### Source text
-- start --

But some weeks are easier than others. This has not been one of the "easier" weeks. Some weeks I don't feel infertile. Some weeks, like this one, I do.
Funky is actually "Andi." She and I have never met. Our stories are very different, and yet in our hearts, we are kindred souls. Andi is now a mom to a beautiful Jonathan Kai after two miscarriages and a paused Chinese adoption. Andi understands what it is like to have a quiet home and to dream of the laughter of children.
Andi has often told me that I have helped her with my words. But Andi has often helped me as well -- through a gift she sends by snail mail, an email, or the words she puts on her own blog.
This past week, Andi's post: "Land of Fine" really ministered to me.
She wrote:
When you grieve the death of a loved one, you intellectually know in time, the pain will lessen. You know that you won't cry forever. You know that someday you'll be able to just remember the good memories of that person's life. But if someone were to come up to you today and say, "Don't worry...things will be fine" or "You'll be fine", what true comfort do those words bring in the midst of grief? They don't. Truth is, sometimes they compound the grief because the person saying it is ignoring the fact that right now, things are NOT fine. As if you should immediately be over the loss. What those people may not understand is that you have to wade through the grief of the moment before you can get to Fine. It's there, but you aren't there yet. Grief is here now, today, right in front you. But Fine is a foreign land waaaay over there and to make things harder, there is a huge chasm between the two. How do you get from the Land of Grief to the Land of Fine? Only wading through the grief. Which, of course, differs from person to person on how that happens and how quickly that happens.Losing the dream of having a family is very similar. Few couples ever think that loss will happen to them. Unless a couple decides they do not want kids, nobody WANTS to lose that dream. It is something you can't really prepare for, even if you think it's a possibility.

-- end --

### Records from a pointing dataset
-- start --

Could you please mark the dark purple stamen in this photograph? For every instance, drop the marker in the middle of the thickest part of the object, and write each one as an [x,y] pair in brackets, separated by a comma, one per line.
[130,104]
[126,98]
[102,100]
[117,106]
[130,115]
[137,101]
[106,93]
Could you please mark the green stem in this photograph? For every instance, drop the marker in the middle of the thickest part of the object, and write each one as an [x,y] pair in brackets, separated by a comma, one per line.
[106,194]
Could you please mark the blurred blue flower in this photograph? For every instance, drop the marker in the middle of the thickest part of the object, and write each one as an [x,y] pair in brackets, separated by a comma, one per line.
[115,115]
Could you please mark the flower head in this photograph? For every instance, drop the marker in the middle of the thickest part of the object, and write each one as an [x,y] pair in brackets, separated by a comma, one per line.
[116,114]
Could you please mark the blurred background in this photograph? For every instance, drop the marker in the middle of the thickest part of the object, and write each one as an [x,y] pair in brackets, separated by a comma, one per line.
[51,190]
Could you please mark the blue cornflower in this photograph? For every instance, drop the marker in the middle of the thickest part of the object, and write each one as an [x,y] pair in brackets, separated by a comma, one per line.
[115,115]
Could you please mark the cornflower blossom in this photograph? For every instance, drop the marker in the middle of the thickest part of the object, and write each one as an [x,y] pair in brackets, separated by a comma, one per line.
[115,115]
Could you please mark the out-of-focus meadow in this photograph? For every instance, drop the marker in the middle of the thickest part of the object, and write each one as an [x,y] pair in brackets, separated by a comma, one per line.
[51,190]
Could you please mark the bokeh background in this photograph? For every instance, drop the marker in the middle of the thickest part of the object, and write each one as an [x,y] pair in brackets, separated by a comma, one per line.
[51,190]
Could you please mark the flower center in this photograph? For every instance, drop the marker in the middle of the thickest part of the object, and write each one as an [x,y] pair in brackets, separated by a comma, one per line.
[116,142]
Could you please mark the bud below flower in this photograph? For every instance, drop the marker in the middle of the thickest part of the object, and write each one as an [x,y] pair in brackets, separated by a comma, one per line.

-- end --

Extract the passage of the blog post on grief and infertility from "But some weeks" to "ministered to me.".

### The answer
But some weeks are easier than others. This has not been one of the "easier" weeks. Some weeks I don't feel infertile. Some weeks, like this one, I do.
Funky is actually "Andi." She and I have never met. Our stories are very different, and yet in our hearts, we are kindred souls. Andi is now a mom to a beautiful Jonathan Kai after two miscarriages and a paused Chinese adoption. Andi understands what it is like to have a quiet home and to dream of the laughter of children.
Andi has often told me that I have helped her with my words. But Andi has often helped me as well -- through a gift she sends by snail mail, an email, or the words she puts on her own blog.
This past week, Andi's post: "Land of Fine" really ministered to me.